*** Opening of Exercise inputs ***

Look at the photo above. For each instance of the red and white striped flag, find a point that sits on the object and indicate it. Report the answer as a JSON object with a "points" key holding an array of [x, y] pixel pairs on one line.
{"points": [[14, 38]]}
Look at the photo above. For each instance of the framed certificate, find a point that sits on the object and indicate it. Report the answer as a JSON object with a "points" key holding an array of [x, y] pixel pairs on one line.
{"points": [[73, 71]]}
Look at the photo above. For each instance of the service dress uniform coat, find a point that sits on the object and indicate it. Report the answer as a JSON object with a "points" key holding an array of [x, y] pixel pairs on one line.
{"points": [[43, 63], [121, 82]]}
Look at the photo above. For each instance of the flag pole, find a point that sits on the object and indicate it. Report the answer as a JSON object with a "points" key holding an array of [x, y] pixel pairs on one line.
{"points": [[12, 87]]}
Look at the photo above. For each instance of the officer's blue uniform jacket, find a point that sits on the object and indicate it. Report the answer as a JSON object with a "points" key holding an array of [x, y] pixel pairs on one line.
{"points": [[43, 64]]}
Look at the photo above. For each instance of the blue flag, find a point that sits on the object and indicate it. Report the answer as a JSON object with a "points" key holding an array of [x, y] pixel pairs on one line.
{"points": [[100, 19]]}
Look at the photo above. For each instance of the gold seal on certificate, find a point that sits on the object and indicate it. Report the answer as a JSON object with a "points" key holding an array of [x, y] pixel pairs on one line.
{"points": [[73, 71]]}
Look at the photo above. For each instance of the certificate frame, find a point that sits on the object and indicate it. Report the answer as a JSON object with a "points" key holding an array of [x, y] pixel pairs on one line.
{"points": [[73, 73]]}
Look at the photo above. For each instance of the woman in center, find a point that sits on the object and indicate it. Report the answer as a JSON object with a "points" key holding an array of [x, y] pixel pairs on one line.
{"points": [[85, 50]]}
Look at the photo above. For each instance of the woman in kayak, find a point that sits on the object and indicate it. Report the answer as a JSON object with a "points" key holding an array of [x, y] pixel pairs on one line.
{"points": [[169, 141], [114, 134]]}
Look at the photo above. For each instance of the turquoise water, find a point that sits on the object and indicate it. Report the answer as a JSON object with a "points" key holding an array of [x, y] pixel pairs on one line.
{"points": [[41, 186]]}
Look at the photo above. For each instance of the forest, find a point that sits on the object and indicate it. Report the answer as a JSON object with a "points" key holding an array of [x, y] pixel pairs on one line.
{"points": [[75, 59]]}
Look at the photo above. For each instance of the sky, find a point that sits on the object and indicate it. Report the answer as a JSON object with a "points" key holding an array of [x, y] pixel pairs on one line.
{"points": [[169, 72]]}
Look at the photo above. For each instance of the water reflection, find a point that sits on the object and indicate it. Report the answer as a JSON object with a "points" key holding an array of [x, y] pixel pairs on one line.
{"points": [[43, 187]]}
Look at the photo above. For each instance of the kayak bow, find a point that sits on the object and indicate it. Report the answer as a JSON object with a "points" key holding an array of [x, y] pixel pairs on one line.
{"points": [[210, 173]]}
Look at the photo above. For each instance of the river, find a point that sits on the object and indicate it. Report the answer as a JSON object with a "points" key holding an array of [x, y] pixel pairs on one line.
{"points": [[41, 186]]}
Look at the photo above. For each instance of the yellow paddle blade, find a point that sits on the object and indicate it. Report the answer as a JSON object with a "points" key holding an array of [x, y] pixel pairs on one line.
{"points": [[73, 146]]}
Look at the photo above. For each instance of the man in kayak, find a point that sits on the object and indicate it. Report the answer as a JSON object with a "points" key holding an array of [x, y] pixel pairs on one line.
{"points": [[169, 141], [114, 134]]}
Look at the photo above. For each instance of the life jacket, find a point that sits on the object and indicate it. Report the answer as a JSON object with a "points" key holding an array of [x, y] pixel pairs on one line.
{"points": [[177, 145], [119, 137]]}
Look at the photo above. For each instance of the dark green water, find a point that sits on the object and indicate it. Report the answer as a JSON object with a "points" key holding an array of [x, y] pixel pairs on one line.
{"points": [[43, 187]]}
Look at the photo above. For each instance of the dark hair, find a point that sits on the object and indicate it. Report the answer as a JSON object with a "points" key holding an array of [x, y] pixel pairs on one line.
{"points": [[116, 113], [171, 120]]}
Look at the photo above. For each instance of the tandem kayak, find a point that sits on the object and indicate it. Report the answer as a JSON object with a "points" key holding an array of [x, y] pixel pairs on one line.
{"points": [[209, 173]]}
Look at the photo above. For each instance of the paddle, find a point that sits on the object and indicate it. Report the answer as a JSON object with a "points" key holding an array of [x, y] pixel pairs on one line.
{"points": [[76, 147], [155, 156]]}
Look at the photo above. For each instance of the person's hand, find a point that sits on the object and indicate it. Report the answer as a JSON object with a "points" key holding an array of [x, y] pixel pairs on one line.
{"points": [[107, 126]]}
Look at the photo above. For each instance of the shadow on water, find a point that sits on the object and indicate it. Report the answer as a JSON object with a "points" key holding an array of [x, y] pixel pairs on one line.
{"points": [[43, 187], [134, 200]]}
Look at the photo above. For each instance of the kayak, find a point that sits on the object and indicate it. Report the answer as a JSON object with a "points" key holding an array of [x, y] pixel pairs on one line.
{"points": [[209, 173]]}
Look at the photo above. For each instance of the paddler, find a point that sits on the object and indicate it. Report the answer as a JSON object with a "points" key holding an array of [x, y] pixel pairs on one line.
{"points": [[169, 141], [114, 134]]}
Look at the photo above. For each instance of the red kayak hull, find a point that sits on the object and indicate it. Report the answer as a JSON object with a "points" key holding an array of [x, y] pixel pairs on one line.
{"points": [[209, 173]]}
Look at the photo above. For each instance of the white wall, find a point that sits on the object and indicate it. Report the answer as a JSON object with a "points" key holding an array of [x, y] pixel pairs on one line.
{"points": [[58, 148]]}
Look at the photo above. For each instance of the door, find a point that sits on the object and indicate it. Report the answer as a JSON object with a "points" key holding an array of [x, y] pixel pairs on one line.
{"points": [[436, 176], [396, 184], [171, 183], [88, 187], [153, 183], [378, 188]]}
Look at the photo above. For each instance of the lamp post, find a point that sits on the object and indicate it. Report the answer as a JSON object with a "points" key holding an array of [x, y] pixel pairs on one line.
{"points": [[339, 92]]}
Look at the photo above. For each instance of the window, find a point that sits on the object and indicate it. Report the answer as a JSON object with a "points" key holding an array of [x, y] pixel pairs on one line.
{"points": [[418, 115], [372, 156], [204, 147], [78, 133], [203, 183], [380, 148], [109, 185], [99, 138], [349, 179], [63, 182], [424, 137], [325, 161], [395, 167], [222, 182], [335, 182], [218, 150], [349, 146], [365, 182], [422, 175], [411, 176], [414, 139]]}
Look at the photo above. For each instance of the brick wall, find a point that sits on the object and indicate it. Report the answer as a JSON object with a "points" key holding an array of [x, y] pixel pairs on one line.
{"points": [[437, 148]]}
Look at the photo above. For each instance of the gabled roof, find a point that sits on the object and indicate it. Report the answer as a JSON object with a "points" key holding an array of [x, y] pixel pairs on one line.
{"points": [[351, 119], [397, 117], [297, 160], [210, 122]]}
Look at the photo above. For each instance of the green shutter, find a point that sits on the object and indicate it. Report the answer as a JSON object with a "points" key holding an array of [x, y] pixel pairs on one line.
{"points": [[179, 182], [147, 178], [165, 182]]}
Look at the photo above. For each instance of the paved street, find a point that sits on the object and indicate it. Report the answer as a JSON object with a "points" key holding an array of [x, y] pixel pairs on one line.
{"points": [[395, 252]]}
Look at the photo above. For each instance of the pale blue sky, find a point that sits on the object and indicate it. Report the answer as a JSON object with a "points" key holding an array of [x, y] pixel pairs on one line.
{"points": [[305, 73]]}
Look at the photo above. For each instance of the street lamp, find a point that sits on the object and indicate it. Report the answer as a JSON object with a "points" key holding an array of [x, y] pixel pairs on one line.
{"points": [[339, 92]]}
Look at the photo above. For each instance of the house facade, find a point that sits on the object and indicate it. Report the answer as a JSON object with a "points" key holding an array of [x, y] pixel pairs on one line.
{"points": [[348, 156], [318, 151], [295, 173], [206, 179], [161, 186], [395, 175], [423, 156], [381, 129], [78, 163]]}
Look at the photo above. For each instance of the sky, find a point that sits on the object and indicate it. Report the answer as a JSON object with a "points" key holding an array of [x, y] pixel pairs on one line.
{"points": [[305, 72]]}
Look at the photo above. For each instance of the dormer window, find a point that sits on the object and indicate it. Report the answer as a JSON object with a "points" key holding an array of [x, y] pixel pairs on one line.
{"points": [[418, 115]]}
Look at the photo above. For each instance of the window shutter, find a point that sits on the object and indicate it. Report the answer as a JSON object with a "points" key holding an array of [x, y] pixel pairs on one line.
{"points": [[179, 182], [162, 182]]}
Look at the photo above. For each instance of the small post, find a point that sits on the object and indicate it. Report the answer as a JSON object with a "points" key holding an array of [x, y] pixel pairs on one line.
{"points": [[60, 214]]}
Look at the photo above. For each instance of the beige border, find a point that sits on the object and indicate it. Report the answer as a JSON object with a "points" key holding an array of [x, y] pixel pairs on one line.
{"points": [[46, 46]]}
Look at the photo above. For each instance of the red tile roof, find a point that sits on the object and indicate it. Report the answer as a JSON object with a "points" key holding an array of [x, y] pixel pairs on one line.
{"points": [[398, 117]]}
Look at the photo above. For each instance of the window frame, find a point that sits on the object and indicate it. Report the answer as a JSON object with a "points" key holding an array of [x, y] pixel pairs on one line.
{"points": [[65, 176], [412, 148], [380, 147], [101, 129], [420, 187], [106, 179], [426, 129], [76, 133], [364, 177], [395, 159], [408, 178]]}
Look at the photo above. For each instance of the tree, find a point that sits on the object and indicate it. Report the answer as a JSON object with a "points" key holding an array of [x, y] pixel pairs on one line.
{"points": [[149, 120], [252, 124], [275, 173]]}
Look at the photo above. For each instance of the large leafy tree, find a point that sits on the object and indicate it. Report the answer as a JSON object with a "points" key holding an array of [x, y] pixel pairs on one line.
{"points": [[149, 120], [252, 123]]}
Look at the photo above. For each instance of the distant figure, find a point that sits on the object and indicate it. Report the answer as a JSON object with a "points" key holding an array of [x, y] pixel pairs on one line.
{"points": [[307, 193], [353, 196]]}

*** Close of Exercise inputs ***
*** Opening of Exercise inputs ***

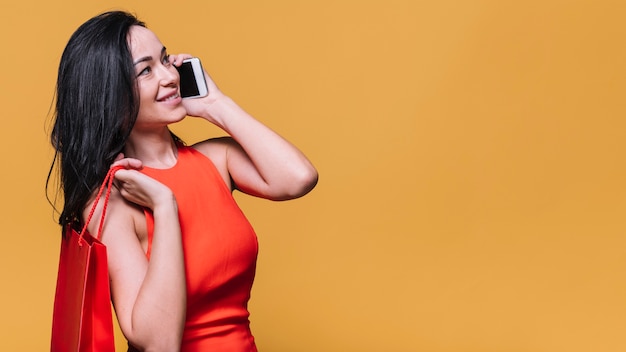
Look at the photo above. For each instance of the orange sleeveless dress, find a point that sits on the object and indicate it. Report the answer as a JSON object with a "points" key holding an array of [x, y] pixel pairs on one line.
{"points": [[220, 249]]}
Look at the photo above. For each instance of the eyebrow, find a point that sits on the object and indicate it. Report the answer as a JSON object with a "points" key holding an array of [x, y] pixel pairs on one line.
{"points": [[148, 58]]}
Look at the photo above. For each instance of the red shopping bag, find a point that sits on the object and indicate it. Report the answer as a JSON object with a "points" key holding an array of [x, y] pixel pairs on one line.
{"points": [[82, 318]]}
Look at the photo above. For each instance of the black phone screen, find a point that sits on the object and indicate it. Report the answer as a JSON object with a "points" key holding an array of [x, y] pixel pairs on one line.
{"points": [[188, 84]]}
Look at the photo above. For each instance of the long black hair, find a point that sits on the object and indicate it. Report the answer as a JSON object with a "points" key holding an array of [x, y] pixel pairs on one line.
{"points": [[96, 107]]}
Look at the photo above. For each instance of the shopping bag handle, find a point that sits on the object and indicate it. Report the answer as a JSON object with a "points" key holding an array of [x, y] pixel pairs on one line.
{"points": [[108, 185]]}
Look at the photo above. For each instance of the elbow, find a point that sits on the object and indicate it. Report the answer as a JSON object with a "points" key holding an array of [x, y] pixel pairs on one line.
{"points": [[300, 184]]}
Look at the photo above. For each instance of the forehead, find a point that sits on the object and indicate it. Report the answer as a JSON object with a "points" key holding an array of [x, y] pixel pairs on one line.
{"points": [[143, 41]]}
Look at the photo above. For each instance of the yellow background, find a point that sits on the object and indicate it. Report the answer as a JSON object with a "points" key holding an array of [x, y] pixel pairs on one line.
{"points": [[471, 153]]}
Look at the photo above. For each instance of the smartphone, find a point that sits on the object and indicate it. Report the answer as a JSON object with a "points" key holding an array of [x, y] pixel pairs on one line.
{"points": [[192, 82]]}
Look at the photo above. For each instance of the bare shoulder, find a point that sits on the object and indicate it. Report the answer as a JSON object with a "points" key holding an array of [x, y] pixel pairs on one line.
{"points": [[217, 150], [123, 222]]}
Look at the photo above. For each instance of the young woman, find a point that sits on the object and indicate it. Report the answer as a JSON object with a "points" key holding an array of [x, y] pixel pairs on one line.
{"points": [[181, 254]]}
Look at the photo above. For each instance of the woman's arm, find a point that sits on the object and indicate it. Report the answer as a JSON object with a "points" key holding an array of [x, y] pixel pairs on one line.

*** Close of Exercise inputs ***

Work to complete — Could you set down, exactly as written, the lines above between the one holding "yellow background, find" and the one holding "Look at the photo above. For each instance of the woman's", inclusive, and nothing more?

Answer box —
Look at the photo above. For each instance of the yellow background, find a point that sits on the object and indicate it. Report the answer as a JSON object with a "points" key holding an array of [x, y] pixel pairs on one line.
{"points": [[471, 153]]}
Look at the photo above. For each instance of the smartphone, find a point that sits on the object and indicate it. Report the answer as a JSON object with a "points" key holding an array of [x, y] pixel pairs on one line.
{"points": [[192, 82]]}
Look at the photo above. For each instance of the bare shoulder, find a point that sits on the object and indicate it. Report the answer as a JSON object with a "points" key holding an array of [x, y] pixel pairs on one line.
{"points": [[217, 150], [123, 222]]}
Look at the photo above. For each instance of the young woman, find a point that sits on the object and indicate it. Report the answer as a JSON object with a "points" key holding an array of [x, y] pixel pairs on one line.
{"points": [[181, 254]]}
Look at the photo above. For each instance of the woman's arm, find a point that sits on the object and indicate it. Report the answer as a JSON object with a "points" key holding an array of [x, y] pixel pairs on one line.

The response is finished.